What to work on: Please find how many lines of the data contain the string "boot", and respond with that number only.

Records for this task:
◇ ◇ ◇ ◇

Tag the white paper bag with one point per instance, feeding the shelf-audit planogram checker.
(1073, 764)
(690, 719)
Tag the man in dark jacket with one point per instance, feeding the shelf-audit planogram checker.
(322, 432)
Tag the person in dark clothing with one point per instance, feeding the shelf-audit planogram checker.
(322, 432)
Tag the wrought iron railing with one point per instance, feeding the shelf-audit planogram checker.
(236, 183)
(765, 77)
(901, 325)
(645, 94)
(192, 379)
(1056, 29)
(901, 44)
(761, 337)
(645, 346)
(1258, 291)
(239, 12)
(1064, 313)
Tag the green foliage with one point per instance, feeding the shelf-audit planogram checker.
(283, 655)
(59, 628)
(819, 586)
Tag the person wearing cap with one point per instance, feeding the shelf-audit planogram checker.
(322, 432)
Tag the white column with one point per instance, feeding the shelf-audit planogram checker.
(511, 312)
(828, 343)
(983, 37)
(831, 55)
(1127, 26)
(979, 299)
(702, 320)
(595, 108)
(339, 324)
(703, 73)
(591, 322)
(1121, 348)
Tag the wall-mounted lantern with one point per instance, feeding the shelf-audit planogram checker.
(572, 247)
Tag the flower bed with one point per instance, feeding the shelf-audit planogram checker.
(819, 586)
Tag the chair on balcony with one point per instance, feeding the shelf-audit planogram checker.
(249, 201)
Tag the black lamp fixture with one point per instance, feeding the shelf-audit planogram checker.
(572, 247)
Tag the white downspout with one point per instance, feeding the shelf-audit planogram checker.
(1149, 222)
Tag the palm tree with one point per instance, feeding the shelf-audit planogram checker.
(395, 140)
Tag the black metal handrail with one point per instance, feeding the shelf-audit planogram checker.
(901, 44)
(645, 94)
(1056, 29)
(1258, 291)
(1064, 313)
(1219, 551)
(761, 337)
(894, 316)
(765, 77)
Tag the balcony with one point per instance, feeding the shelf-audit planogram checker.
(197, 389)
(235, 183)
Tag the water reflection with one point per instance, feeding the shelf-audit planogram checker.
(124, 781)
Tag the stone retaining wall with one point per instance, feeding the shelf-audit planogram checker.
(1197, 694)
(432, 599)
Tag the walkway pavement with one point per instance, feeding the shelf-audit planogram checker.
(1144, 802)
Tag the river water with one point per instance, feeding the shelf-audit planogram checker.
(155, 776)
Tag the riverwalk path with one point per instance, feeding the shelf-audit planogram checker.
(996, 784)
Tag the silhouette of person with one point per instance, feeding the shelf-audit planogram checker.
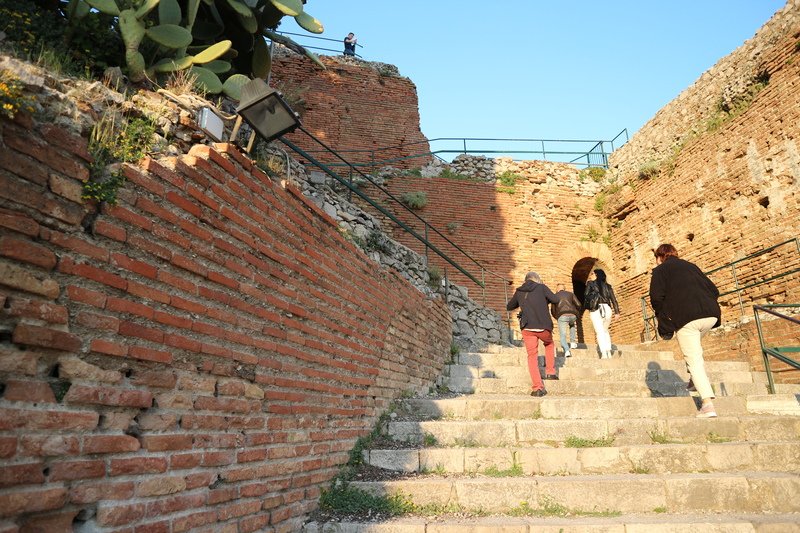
(350, 44)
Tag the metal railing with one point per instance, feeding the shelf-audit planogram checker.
(778, 352)
(316, 38)
(744, 278)
(589, 152)
(353, 189)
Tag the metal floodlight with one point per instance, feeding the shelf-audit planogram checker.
(266, 111)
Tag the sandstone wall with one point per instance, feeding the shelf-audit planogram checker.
(201, 355)
(509, 230)
(357, 108)
(723, 194)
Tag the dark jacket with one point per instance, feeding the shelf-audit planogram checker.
(607, 295)
(533, 307)
(567, 304)
(680, 293)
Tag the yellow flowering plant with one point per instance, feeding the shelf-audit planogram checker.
(12, 98)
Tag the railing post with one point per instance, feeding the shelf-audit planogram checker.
(508, 313)
(446, 287)
(767, 367)
(646, 321)
(483, 285)
(426, 244)
(738, 291)
(350, 189)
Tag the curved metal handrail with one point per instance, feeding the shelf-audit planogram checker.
(778, 352)
(381, 209)
(543, 151)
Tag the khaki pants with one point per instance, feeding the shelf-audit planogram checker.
(689, 337)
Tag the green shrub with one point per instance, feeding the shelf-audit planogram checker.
(600, 201)
(434, 276)
(12, 99)
(508, 178)
(649, 170)
(415, 199)
(596, 173)
(113, 142)
(447, 173)
(349, 500)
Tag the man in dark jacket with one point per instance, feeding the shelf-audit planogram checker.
(535, 323)
(566, 311)
(685, 302)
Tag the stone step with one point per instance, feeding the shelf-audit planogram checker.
(775, 456)
(511, 407)
(552, 432)
(786, 404)
(600, 373)
(749, 492)
(521, 384)
(491, 361)
(654, 523)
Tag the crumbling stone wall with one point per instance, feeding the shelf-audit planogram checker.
(356, 107)
(202, 354)
(725, 186)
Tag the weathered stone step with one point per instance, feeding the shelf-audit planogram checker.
(498, 433)
(774, 456)
(750, 492)
(484, 360)
(508, 407)
(779, 404)
(521, 384)
(600, 372)
(658, 523)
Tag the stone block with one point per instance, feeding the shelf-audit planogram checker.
(719, 493)
(450, 460)
(398, 460)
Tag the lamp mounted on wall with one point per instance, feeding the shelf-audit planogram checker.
(263, 108)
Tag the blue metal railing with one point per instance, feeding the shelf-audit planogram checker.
(741, 282)
(304, 36)
(781, 353)
(576, 151)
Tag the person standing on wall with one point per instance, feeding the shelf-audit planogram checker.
(685, 302)
(535, 324)
(566, 311)
(600, 301)
(350, 44)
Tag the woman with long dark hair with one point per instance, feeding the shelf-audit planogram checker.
(607, 308)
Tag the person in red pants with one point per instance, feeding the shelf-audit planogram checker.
(536, 325)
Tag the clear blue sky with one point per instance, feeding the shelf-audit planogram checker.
(543, 69)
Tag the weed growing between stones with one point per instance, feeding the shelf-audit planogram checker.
(115, 142)
(414, 199)
(12, 99)
(578, 442)
(661, 438)
(548, 507)
(717, 439)
(515, 470)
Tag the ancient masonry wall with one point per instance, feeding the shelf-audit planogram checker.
(723, 194)
(508, 230)
(203, 354)
(363, 110)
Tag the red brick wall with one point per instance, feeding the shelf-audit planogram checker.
(354, 107)
(741, 343)
(508, 233)
(201, 355)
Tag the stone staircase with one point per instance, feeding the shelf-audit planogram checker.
(614, 447)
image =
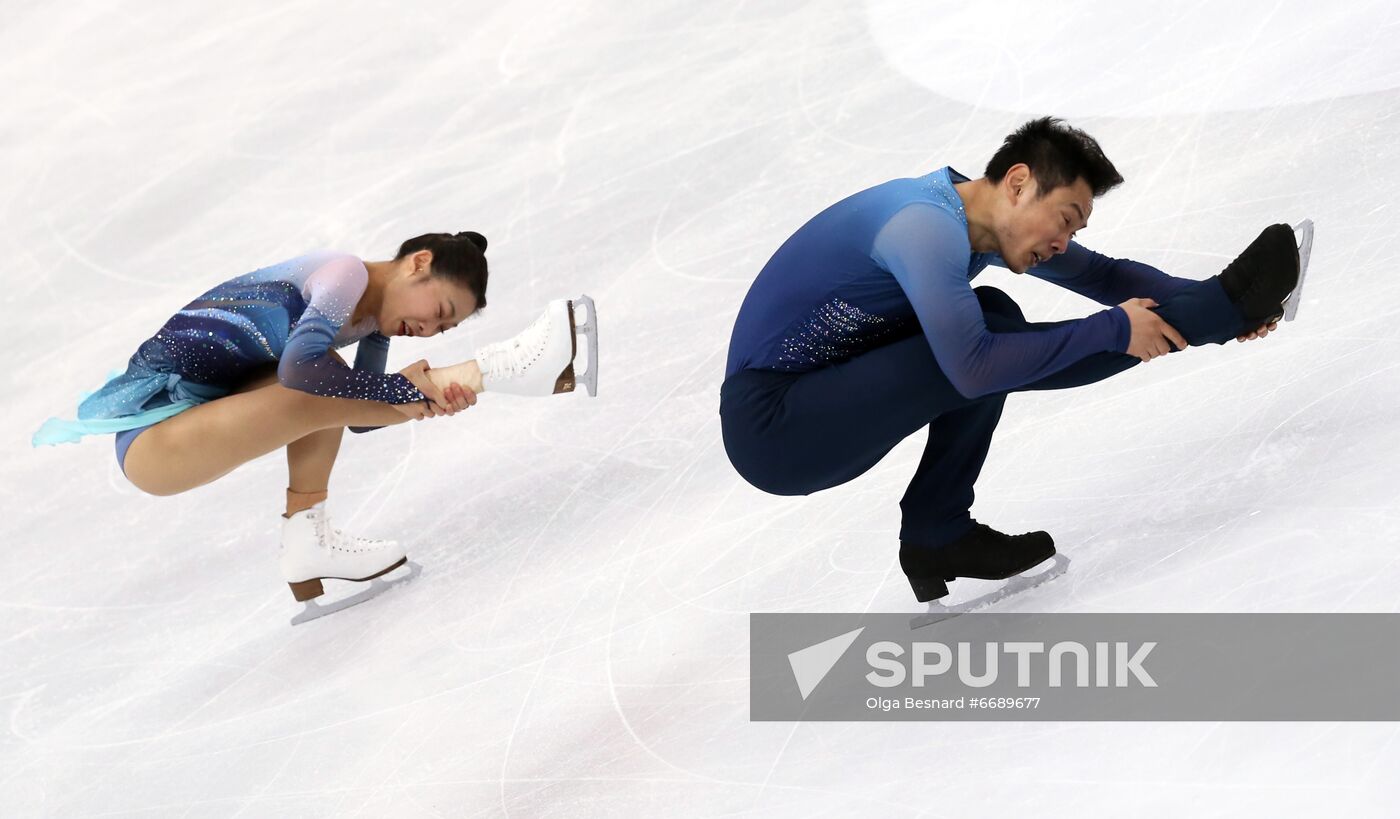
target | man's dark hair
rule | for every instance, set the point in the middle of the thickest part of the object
(459, 258)
(1056, 154)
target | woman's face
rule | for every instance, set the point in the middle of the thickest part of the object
(419, 304)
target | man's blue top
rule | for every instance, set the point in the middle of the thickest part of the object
(895, 258)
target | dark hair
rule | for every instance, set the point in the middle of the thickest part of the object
(459, 258)
(1056, 154)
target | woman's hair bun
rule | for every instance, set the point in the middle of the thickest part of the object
(475, 238)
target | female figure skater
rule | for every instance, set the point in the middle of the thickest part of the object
(864, 328)
(249, 367)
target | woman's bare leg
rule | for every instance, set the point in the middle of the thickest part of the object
(310, 461)
(468, 374)
(210, 440)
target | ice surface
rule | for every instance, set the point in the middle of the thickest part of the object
(577, 643)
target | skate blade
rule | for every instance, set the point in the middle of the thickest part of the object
(588, 328)
(1302, 231)
(938, 612)
(378, 585)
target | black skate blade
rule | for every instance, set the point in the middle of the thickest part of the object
(378, 585)
(938, 612)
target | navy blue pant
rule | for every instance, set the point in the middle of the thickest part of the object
(797, 433)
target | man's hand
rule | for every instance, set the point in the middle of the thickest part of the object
(1150, 332)
(1259, 333)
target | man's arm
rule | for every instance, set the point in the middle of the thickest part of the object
(927, 252)
(1103, 279)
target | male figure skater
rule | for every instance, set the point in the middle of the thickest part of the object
(864, 328)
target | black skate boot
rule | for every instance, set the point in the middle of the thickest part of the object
(1260, 279)
(983, 553)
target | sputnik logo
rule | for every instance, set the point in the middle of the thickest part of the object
(811, 664)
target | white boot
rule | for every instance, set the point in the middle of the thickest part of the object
(312, 550)
(541, 359)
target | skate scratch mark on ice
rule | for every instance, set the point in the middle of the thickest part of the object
(612, 686)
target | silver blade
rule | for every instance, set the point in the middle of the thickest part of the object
(938, 612)
(378, 585)
(590, 331)
(1302, 231)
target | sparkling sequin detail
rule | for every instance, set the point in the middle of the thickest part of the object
(290, 314)
(833, 332)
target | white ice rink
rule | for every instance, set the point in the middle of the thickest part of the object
(577, 643)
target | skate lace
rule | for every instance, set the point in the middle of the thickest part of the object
(513, 356)
(340, 541)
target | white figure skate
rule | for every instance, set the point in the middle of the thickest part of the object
(541, 359)
(1302, 231)
(312, 550)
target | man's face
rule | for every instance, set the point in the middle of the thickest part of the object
(1039, 228)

◇ ◇ ◇ ◇

Reply to the task: 2